>> Begin

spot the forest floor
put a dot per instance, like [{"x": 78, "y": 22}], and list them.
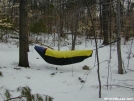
[{"x": 65, "y": 83}]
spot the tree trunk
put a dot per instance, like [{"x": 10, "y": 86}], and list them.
[
  {"x": 105, "y": 13},
  {"x": 23, "y": 35},
  {"x": 120, "y": 70}
]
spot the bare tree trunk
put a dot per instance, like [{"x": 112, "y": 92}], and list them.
[
  {"x": 105, "y": 11},
  {"x": 120, "y": 70},
  {"x": 97, "y": 55},
  {"x": 23, "y": 35}
]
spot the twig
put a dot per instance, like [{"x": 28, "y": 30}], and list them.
[
  {"x": 120, "y": 86},
  {"x": 130, "y": 70},
  {"x": 15, "y": 98}
]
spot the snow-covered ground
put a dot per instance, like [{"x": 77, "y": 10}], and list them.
[{"x": 65, "y": 84}]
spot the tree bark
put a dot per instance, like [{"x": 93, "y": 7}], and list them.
[
  {"x": 120, "y": 70},
  {"x": 105, "y": 13},
  {"x": 23, "y": 35}
]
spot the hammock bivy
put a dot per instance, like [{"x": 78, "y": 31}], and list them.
[{"x": 56, "y": 57}]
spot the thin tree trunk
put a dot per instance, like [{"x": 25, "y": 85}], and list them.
[
  {"x": 23, "y": 35},
  {"x": 97, "y": 55},
  {"x": 120, "y": 70}
]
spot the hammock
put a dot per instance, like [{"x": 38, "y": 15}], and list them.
[{"x": 56, "y": 57}]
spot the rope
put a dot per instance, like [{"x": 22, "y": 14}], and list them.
[{"x": 117, "y": 39}]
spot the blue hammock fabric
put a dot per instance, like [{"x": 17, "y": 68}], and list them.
[{"x": 56, "y": 57}]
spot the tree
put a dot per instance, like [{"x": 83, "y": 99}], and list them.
[
  {"x": 23, "y": 34},
  {"x": 105, "y": 12},
  {"x": 120, "y": 70}
]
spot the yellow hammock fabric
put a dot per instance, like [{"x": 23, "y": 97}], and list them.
[
  {"x": 67, "y": 54},
  {"x": 63, "y": 57}
]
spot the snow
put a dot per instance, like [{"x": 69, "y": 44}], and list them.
[{"x": 65, "y": 84}]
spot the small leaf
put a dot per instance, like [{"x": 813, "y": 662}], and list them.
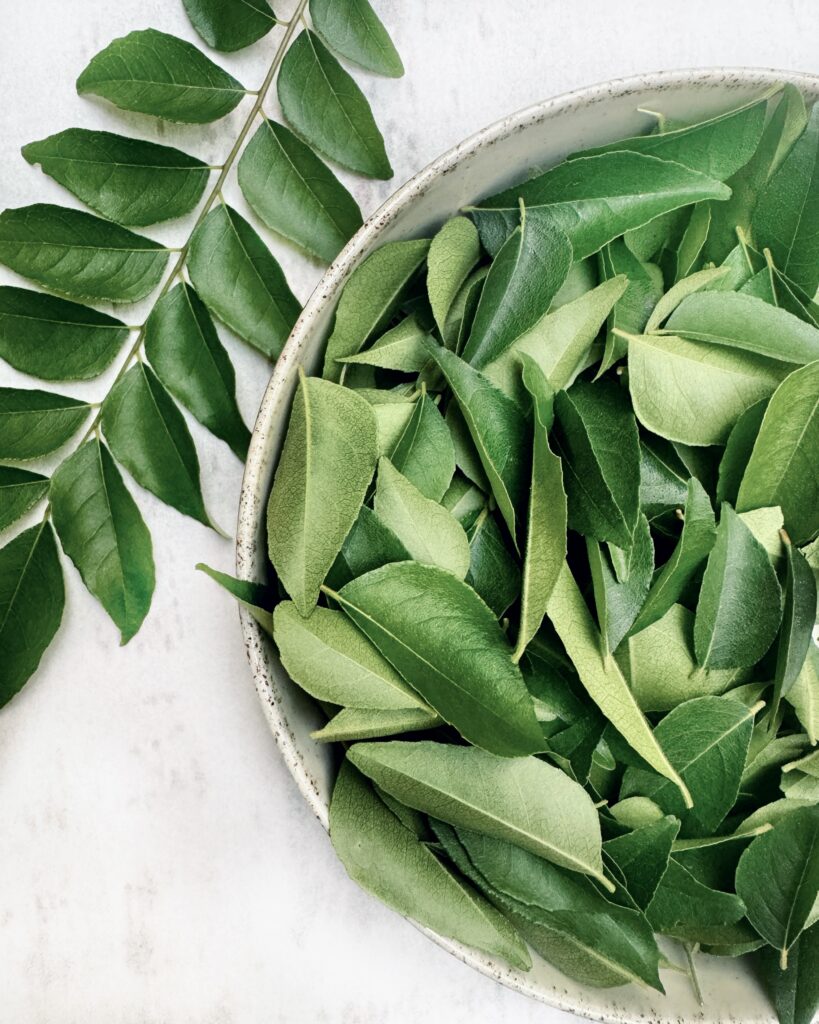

>> End

[What is expected] How many of the lines above contain the string "trunk", matching case exactly? Reply with the number alone.

[Response to the exercise] 3